#### Exercise objective:
Can you reproduce word for word the part of the entries below that opens with the line containing "Q: Looking at the photo above, point out where the beige" and runs through the end of the entries, including both ends?

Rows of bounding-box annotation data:

▼

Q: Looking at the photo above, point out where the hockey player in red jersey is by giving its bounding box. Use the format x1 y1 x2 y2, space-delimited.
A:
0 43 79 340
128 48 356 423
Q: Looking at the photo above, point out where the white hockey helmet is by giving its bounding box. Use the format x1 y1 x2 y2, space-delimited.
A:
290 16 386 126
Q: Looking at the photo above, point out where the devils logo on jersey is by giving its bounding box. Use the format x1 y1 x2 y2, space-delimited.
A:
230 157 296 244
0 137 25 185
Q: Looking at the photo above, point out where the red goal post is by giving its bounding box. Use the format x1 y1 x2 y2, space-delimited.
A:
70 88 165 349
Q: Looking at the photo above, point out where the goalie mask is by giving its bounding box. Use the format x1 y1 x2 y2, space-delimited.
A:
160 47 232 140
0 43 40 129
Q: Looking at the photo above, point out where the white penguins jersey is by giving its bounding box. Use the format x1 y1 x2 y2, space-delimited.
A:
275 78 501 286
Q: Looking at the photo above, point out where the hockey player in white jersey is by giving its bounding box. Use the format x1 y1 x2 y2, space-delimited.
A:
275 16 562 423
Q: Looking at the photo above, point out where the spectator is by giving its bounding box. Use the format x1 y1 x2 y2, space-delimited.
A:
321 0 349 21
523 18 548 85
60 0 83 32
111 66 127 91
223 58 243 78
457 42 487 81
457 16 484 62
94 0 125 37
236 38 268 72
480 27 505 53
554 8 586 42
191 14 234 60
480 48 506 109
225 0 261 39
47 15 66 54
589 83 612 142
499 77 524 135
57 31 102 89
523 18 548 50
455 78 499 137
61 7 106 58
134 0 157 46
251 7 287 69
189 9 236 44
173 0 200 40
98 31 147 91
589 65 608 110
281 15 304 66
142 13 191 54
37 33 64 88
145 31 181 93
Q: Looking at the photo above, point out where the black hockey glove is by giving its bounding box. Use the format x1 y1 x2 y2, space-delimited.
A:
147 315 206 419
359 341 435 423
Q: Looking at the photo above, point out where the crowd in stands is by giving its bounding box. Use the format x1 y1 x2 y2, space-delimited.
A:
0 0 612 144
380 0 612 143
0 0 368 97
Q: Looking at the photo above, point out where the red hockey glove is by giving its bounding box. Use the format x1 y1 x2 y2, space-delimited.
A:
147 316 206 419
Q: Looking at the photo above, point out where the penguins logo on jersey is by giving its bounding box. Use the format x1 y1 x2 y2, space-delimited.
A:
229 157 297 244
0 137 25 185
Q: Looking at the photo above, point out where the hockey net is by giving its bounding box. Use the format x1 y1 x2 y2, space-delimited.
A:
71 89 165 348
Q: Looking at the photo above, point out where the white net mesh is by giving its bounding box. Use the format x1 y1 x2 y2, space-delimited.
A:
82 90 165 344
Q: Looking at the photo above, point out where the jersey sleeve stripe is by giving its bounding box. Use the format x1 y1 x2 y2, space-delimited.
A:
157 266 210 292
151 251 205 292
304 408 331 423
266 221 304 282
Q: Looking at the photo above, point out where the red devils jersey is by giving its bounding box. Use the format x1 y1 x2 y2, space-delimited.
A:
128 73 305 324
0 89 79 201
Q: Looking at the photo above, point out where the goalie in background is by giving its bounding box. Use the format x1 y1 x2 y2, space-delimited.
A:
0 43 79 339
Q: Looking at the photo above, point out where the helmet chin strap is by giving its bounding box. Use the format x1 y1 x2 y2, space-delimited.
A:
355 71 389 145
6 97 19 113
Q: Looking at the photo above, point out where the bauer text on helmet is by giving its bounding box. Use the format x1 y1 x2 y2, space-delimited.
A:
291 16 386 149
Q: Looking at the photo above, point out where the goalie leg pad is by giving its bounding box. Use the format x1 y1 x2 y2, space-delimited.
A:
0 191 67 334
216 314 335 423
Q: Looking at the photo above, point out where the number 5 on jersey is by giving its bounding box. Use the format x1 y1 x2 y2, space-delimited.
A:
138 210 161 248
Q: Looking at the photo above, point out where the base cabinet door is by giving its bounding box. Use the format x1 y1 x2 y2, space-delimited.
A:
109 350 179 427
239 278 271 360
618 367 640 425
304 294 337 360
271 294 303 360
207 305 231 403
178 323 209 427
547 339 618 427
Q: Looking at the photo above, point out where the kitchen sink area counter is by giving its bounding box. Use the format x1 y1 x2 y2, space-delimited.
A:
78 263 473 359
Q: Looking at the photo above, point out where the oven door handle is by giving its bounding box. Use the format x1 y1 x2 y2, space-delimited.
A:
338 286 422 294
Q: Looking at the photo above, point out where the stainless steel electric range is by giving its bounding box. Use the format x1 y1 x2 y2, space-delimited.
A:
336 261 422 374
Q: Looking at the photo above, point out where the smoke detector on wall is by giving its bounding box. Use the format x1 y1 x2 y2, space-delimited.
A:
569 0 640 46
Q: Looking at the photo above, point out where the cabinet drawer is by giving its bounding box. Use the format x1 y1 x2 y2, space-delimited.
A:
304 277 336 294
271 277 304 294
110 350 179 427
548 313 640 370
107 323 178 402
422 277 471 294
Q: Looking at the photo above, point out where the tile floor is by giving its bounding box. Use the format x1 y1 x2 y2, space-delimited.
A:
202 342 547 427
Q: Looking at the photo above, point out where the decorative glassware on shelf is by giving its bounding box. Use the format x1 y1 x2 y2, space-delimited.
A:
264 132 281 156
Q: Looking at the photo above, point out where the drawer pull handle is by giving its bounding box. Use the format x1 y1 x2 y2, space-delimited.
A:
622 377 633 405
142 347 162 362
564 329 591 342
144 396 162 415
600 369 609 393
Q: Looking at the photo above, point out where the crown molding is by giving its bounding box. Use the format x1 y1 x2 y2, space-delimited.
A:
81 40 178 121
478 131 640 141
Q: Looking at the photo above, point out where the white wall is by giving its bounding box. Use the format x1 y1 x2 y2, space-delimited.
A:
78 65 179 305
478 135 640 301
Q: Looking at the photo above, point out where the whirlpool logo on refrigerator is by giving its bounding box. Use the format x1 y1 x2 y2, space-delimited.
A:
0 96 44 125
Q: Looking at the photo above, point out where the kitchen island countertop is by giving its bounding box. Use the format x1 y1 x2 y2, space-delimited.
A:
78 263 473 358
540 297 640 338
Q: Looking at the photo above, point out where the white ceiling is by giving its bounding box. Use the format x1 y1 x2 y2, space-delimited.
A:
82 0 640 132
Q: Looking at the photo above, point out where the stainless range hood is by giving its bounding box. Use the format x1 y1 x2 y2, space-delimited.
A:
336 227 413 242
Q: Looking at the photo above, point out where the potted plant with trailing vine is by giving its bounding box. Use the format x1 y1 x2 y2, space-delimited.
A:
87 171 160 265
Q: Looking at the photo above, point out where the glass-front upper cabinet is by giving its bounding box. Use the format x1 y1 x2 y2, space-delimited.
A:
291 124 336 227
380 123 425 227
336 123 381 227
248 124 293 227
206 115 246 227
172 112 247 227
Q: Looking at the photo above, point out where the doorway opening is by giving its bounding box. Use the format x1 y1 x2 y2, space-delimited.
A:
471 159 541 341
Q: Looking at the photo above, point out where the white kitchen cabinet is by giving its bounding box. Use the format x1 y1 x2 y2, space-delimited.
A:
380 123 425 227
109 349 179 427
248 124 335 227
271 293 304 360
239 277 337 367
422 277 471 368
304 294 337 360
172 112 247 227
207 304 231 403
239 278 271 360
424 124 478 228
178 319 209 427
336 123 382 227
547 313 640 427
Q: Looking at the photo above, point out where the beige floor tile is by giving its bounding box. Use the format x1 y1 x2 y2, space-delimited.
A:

▲

#### Reply to the task:
Q: Looking at the photo above, point out where the beige floor tile is by giving its bounding box. Use the format x1 y1 x2 y2, space-delimited.
A:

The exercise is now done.